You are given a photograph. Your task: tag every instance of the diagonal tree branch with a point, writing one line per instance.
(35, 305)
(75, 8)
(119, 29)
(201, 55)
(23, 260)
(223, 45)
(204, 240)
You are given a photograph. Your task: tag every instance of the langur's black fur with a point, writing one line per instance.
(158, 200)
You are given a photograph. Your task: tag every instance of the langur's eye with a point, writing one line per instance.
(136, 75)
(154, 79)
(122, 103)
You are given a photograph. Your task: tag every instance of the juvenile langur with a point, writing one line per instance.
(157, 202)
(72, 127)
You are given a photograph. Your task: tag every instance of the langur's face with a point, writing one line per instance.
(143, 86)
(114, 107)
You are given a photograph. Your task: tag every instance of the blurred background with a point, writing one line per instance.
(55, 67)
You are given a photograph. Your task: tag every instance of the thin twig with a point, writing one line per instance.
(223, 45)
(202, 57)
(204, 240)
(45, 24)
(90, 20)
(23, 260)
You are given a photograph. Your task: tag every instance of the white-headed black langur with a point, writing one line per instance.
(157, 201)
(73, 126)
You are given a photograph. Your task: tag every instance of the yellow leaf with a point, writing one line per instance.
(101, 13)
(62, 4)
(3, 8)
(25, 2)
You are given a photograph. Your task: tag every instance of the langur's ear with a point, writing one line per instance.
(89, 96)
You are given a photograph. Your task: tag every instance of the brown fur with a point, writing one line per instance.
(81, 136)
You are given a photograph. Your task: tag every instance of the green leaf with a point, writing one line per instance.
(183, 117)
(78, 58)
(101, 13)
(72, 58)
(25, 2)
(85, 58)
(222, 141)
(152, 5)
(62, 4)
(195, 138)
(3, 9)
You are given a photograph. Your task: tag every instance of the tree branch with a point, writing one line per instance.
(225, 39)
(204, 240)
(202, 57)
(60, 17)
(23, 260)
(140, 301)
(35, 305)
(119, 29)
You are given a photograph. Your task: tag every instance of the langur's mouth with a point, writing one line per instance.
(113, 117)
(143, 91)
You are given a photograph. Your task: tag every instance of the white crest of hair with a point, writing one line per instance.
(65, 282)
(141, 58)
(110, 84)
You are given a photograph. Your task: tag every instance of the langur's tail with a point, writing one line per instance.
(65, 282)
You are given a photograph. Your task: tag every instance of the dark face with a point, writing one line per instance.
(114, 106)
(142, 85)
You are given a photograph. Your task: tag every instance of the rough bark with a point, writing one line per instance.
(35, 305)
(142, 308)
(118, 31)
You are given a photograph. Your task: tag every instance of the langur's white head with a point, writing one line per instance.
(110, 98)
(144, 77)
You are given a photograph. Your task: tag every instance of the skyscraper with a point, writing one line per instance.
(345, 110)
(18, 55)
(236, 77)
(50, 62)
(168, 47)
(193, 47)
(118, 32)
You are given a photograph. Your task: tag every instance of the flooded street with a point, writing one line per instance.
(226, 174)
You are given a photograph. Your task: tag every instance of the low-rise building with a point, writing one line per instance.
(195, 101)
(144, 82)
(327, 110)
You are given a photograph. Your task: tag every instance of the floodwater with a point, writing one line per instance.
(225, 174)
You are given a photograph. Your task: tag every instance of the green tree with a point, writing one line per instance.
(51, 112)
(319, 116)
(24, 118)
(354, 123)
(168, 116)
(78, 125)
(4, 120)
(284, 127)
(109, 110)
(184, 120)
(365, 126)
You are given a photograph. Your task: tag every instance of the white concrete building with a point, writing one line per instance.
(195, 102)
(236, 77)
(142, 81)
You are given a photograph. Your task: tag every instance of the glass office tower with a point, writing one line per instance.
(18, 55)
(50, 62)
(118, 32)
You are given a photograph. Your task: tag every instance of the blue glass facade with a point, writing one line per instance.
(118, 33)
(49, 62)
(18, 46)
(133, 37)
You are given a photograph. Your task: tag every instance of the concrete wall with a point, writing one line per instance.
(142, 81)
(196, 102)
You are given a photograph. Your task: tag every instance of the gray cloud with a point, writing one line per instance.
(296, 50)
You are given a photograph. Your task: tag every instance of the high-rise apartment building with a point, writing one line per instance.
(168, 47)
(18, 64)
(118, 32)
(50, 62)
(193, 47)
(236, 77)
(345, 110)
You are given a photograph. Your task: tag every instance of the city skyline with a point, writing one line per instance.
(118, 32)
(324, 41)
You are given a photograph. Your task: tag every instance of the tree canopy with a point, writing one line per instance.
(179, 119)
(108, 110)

Exercise details.
Print the line containing "of the concrete" and every line after it to the end of the records above, exactly as written, and nothing else.

Answer to the task.
You are given a photograph. Your task: tag every instance of the concrete wall with a point, writing one line per instance.
(142, 81)
(196, 102)
You are given a photograph. Your task: tag every instance of the gray cloud with a point, writing one line per instance.
(296, 50)
You are given a photograph. Your task: tag every instance of the high-rise apartment building with a point, writing one line per instance.
(168, 47)
(18, 64)
(118, 32)
(50, 62)
(193, 47)
(236, 77)
(345, 110)
You are given a photograph. Your task: tag every instance of the city skyline with a point, writing one line per instance.
(118, 32)
(324, 41)
You are given a photograph. Your task: tag every instance of the tree canopy with a point, writing one line per instance.
(179, 119)
(108, 110)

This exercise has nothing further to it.